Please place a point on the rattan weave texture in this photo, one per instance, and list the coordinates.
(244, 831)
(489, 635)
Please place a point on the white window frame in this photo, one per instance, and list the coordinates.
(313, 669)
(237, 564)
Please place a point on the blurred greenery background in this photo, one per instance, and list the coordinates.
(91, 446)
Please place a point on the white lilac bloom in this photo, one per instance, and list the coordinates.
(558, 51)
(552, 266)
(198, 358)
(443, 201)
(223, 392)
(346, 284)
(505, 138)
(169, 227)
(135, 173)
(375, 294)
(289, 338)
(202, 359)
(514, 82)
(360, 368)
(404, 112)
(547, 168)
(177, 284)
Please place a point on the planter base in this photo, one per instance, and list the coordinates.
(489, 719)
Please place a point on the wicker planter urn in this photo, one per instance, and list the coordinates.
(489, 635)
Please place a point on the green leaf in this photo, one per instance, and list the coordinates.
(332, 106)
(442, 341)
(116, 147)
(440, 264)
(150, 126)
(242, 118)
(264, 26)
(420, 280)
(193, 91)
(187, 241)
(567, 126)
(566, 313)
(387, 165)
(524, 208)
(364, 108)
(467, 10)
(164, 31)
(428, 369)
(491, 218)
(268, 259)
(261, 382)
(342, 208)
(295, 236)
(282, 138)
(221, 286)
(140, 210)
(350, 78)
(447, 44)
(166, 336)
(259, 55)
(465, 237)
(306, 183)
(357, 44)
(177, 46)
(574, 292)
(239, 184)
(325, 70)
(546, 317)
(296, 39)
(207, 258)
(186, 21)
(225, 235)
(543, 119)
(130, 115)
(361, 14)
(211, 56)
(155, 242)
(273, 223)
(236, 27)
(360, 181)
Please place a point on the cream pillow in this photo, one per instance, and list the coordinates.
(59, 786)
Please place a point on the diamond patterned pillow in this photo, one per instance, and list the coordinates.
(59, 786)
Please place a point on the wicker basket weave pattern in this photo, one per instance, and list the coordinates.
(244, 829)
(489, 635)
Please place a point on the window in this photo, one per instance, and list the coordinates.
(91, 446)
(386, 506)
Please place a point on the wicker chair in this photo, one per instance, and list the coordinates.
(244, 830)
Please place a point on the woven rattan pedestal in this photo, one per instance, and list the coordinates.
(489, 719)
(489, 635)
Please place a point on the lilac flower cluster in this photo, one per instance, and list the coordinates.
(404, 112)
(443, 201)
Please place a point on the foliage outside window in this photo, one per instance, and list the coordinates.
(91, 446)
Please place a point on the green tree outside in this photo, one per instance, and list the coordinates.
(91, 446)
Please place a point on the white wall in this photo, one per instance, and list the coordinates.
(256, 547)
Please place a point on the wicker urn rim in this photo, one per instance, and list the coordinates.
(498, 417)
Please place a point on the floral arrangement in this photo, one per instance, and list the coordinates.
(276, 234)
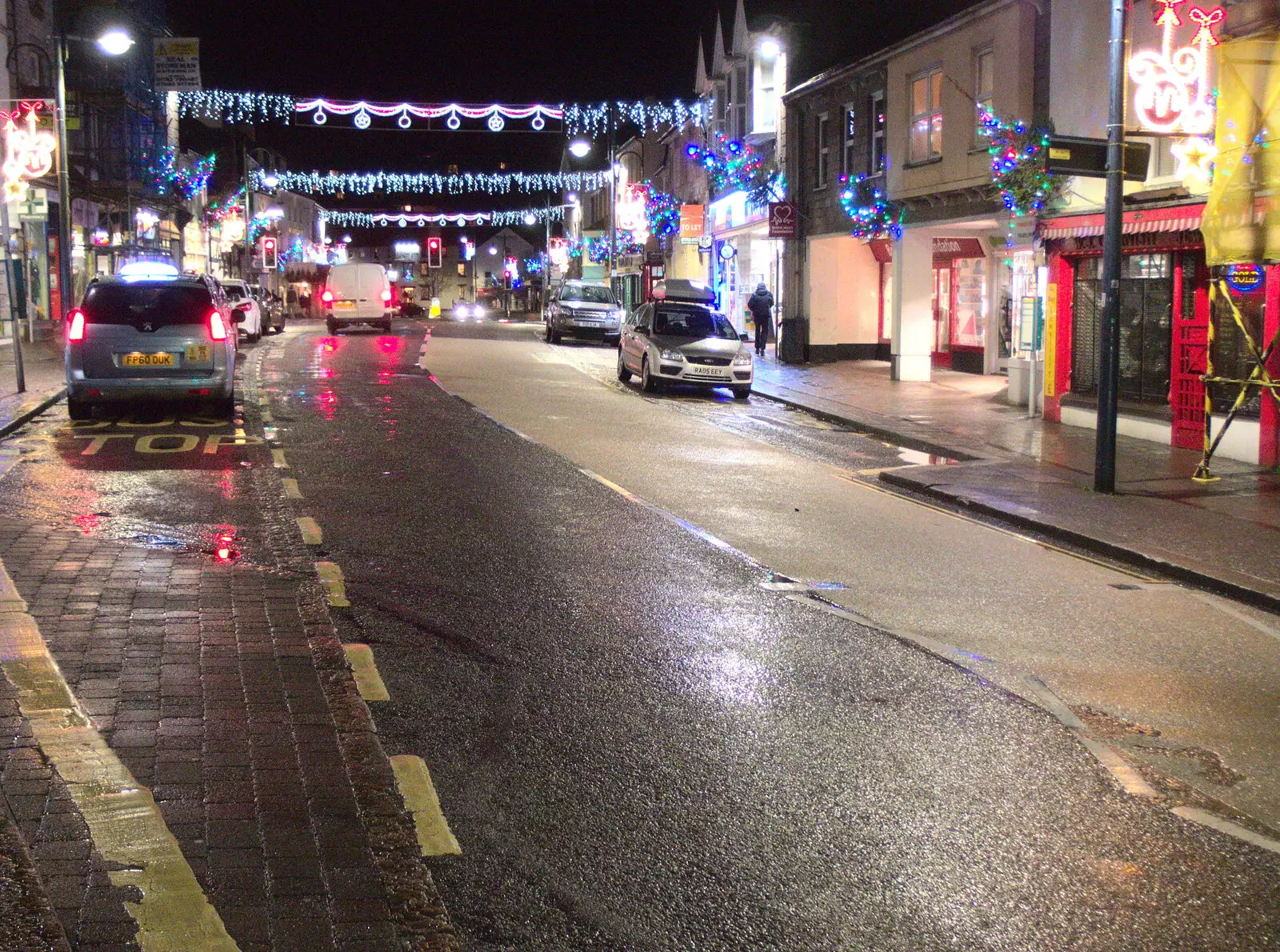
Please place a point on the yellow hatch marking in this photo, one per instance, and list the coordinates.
(310, 529)
(415, 785)
(123, 819)
(369, 682)
(332, 580)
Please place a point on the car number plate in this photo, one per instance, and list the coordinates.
(146, 360)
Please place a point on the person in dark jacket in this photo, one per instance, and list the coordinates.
(761, 305)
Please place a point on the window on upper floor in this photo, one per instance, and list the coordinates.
(822, 150)
(740, 98)
(877, 134)
(983, 83)
(849, 154)
(926, 136)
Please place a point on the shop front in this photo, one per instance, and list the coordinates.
(1165, 315)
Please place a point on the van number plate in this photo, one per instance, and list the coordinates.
(146, 360)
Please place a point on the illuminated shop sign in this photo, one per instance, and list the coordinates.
(1173, 94)
(29, 149)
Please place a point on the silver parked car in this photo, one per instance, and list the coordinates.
(682, 338)
(151, 335)
(584, 310)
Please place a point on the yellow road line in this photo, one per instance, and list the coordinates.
(415, 785)
(332, 580)
(310, 529)
(369, 682)
(123, 819)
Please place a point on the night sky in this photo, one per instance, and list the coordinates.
(486, 51)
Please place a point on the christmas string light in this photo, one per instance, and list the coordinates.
(876, 218)
(405, 219)
(734, 166)
(663, 213)
(1018, 166)
(236, 108)
(433, 182)
(172, 177)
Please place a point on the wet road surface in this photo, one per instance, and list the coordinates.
(639, 747)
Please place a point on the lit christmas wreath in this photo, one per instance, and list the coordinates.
(1018, 166)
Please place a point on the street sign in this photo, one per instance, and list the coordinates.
(1073, 155)
(177, 64)
(784, 220)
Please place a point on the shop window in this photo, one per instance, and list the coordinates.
(850, 150)
(926, 140)
(983, 83)
(1232, 356)
(1146, 326)
(822, 149)
(877, 130)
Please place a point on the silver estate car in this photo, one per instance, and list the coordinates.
(584, 310)
(680, 338)
(151, 335)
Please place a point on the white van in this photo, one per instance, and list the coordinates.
(358, 294)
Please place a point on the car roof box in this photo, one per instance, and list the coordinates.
(684, 290)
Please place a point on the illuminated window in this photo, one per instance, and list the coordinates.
(822, 149)
(877, 127)
(983, 82)
(926, 117)
(850, 151)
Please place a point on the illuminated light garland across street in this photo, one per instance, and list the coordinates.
(405, 219)
(433, 182)
(576, 118)
(494, 115)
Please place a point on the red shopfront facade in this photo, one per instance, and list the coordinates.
(1164, 322)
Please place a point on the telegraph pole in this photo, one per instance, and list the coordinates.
(1109, 342)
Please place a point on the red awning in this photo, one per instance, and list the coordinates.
(1181, 218)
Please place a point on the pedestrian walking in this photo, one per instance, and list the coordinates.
(761, 305)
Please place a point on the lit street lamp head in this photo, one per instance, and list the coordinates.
(114, 42)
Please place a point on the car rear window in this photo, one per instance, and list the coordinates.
(588, 294)
(693, 324)
(159, 305)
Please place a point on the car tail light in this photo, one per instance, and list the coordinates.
(217, 326)
(76, 330)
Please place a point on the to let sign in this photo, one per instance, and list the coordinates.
(177, 64)
(784, 220)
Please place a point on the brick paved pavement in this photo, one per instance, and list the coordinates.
(226, 691)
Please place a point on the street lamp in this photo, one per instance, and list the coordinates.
(113, 42)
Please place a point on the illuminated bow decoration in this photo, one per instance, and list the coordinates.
(1169, 14)
(1206, 19)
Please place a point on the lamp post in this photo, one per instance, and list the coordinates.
(1109, 345)
(113, 42)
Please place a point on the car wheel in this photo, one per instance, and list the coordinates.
(648, 382)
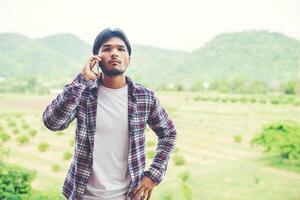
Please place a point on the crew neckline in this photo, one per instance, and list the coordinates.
(124, 88)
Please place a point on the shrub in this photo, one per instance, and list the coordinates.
(275, 101)
(262, 101)
(25, 126)
(4, 136)
(243, 100)
(23, 139)
(43, 147)
(56, 168)
(253, 100)
(32, 132)
(14, 181)
(12, 123)
(282, 139)
(67, 155)
(179, 160)
(59, 133)
(186, 189)
(15, 131)
(237, 138)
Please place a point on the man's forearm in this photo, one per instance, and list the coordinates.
(62, 110)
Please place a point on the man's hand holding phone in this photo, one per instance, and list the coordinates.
(88, 71)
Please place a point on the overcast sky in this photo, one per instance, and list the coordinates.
(172, 24)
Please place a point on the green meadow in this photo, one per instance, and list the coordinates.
(213, 158)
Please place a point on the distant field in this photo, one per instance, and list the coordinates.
(218, 167)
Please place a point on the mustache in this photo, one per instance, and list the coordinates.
(114, 60)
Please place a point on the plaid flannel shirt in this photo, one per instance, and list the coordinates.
(79, 100)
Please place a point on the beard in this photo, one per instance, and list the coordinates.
(111, 72)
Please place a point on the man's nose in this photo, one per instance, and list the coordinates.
(114, 53)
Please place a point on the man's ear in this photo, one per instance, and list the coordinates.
(129, 61)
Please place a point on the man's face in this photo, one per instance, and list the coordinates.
(114, 56)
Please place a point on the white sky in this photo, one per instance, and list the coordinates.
(172, 24)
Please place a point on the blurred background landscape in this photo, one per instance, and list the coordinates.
(234, 98)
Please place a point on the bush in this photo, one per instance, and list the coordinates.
(14, 181)
(25, 126)
(32, 132)
(186, 189)
(23, 139)
(179, 160)
(275, 101)
(43, 147)
(12, 123)
(56, 168)
(4, 136)
(282, 139)
(59, 133)
(237, 138)
(16, 131)
(72, 142)
(67, 155)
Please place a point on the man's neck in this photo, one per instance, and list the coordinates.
(114, 82)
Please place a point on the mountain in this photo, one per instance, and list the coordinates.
(252, 55)
(255, 55)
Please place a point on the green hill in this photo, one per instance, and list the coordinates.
(251, 55)
(271, 57)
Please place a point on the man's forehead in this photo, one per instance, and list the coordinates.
(114, 41)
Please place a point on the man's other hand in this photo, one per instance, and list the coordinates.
(143, 192)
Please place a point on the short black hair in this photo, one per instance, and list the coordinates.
(107, 34)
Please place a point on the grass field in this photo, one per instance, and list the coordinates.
(218, 167)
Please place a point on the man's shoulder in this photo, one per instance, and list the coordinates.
(141, 89)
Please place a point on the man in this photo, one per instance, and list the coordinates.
(112, 113)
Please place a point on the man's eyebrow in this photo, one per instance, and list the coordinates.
(109, 45)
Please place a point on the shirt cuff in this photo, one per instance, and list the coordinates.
(154, 174)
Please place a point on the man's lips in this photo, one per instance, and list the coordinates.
(114, 61)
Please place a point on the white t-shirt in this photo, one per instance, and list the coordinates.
(110, 177)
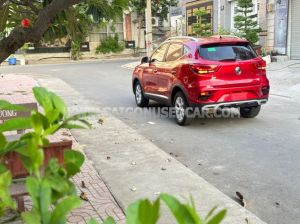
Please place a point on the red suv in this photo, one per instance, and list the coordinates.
(207, 73)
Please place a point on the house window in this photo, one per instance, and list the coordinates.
(99, 34)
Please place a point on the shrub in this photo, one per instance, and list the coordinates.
(110, 44)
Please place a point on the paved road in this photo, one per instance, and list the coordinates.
(258, 157)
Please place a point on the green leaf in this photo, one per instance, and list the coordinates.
(43, 97)
(37, 122)
(18, 123)
(217, 218)
(3, 142)
(52, 129)
(73, 160)
(45, 201)
(59, 104)
(2, 168)
(179, 211)
(5, 105)
(31, 217)
(63, 208)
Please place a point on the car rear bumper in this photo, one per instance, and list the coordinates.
(243, 103)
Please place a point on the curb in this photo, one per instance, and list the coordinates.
(145, 177)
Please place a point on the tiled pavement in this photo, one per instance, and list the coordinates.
(100, 203)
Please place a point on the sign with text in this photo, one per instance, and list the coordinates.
(9, 114)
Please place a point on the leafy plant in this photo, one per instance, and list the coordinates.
(110, 44)
(245, 21)
(52, 193)
(203, 27)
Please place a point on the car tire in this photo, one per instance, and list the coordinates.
(180, 105)
(249, 112)
(140, 98)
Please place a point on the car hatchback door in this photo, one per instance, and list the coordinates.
(238, 64)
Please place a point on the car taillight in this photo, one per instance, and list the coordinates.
(261, 65)
(204, 69)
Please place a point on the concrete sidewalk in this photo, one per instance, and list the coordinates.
(133, 167)
(101, 203)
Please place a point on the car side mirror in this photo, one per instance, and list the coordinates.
(145, 60)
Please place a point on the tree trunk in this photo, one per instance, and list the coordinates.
(19, 35)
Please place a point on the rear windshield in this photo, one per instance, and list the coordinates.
(232, 52)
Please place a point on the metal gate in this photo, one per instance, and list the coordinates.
(295, 29)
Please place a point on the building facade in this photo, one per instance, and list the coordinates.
(280, 20)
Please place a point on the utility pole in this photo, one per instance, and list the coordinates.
(148, 28)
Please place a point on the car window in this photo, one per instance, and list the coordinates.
(159, 54)
(227, 52)
(175, 51)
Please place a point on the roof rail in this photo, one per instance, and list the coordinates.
(228, 36)
(183, 37)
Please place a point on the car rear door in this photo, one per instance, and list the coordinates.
(238, 64)
(169, 69)
(151, 72)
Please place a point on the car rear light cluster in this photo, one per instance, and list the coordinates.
(205, 95)
(261, 65)
(204, 69)
(265, 90)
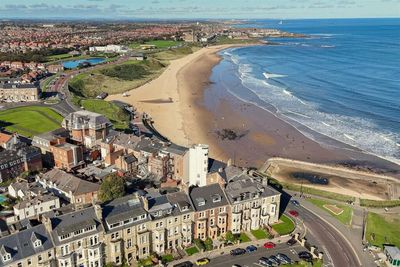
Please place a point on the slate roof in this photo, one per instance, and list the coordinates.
(393, 251)
(122, 209)
(181, 203)
(74, 221)
(20, 244)
(70, 183)
(206, 194)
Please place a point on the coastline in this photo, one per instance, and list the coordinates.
(196, 109)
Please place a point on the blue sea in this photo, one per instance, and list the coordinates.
(342, 80)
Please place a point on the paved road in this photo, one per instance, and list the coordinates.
(251, 259)
(334, 244)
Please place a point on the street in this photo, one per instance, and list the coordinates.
(251, 259)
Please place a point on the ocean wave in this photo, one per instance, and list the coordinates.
(355, 131)
(268, 75)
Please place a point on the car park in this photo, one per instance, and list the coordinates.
(238, 251)
(275, 260)
(305, 255)
(251, 248)
(291, 241)
(269, 245)
(284, 258)
(184, 264)
(295, 202)
(294, 213)
(265, 262)
(203, 261)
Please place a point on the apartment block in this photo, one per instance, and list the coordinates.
(211, 211)
(87, 127)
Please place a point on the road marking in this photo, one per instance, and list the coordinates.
(340, 233)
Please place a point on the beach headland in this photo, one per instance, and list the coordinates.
(190, 103)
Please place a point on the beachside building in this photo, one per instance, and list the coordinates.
(30, 247)
(69, 187)
(78, 238)
(126, 230)
(87, 127)
(196, 165)
(253, 203)
(34, 206)
(211, 211)
(12, 92)
(392, 255)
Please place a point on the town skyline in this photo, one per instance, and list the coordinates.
(191, 9)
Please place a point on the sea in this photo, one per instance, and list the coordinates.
(341, 81)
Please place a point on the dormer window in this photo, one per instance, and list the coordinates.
(201, 201)
(37, 243)
(216, 198)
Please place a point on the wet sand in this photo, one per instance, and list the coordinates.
(199, 105)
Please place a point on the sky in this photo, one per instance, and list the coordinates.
(197, 9)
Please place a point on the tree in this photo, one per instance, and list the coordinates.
(112, 187)
(208, 243)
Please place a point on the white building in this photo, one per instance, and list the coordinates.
(109, 49)
(33, 207)
(196, 165)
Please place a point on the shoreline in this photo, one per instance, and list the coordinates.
(188, 118)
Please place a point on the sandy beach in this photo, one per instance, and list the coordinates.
(189, 108)
(170, 98)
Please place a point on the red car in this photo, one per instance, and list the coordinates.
(269, 245)
(294, 213)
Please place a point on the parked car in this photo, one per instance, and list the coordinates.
(238, 251)
(291, 241)
(202, 261)
(251, 248)
(294, 213)
(275, 260)
(284, 258)
(265, 262)
(305, 255)
(295, 202)
(184, 264)
(269, 245)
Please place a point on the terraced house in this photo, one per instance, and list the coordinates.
(253, 204)
(136, 226)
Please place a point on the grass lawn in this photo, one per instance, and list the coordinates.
(344, 217)
(383, 229)
(158, 43)
(192, 250)
(118, 117)
(30, 121)
(313, 191)
(315, 263)
(116, 79)
(259, 234)
(379, 203)
(167, 258)
(285, 226)
(244, 238)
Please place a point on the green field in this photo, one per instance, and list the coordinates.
(158, 43)
(379, 203)
(115, 79)
(30, 121)
(118, 117)
(285, 227)
(192, 250)
(383, 229)
(244, 238)
(259, 234)
(344, 217)
(311, 191)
-------------------------
_WHAT YOU SHOULD DO_
Locate the line that contains "Please place a point on the red car", then please quote it and every line after it to the end of the entries above, exactly and with nothing else.

_RIGHT ANSWER_
Please place a point on the red car in this photo, one per instance, and list the coordinates.
(269, 245)
(294, 213)
Please place a point on the parked car in this photo, one per instance, and list the coordinates.
(238, 251)
(291, 241)
(202, 261)
(251, 248)
(294, 213)
(275, 260)
(284, 258)
(265, 262)
(305, 255)
(295, 202)
(184, 264)
(269, 245)
Please place a point on the terraced house in this photo, one per instance, and list the coordinates.
(253, 204)
(136, 226)
Please place a point on the grass lawn in this photo, one per instance, and list the coordinates.
(344, 217)
(383, 229)
(158, 43)
(192, 250)
(118, 117)
(30, 121)
(313, 191)
(315, 263)
(116, 79)
(259, 234)
(379, 203)
(167, 258)
(285, 226)
(244, 238)
Please place a point on the green field in this photo, one per instance, and list the coordinates.
(158, 43)
(379, 203)
(115, 79)
(30, 121)
(118, 117)
(285, 227)
(192, 250)
(383, 229)
(244, 238)
(259, 234)
(344, 217)
(311, 191)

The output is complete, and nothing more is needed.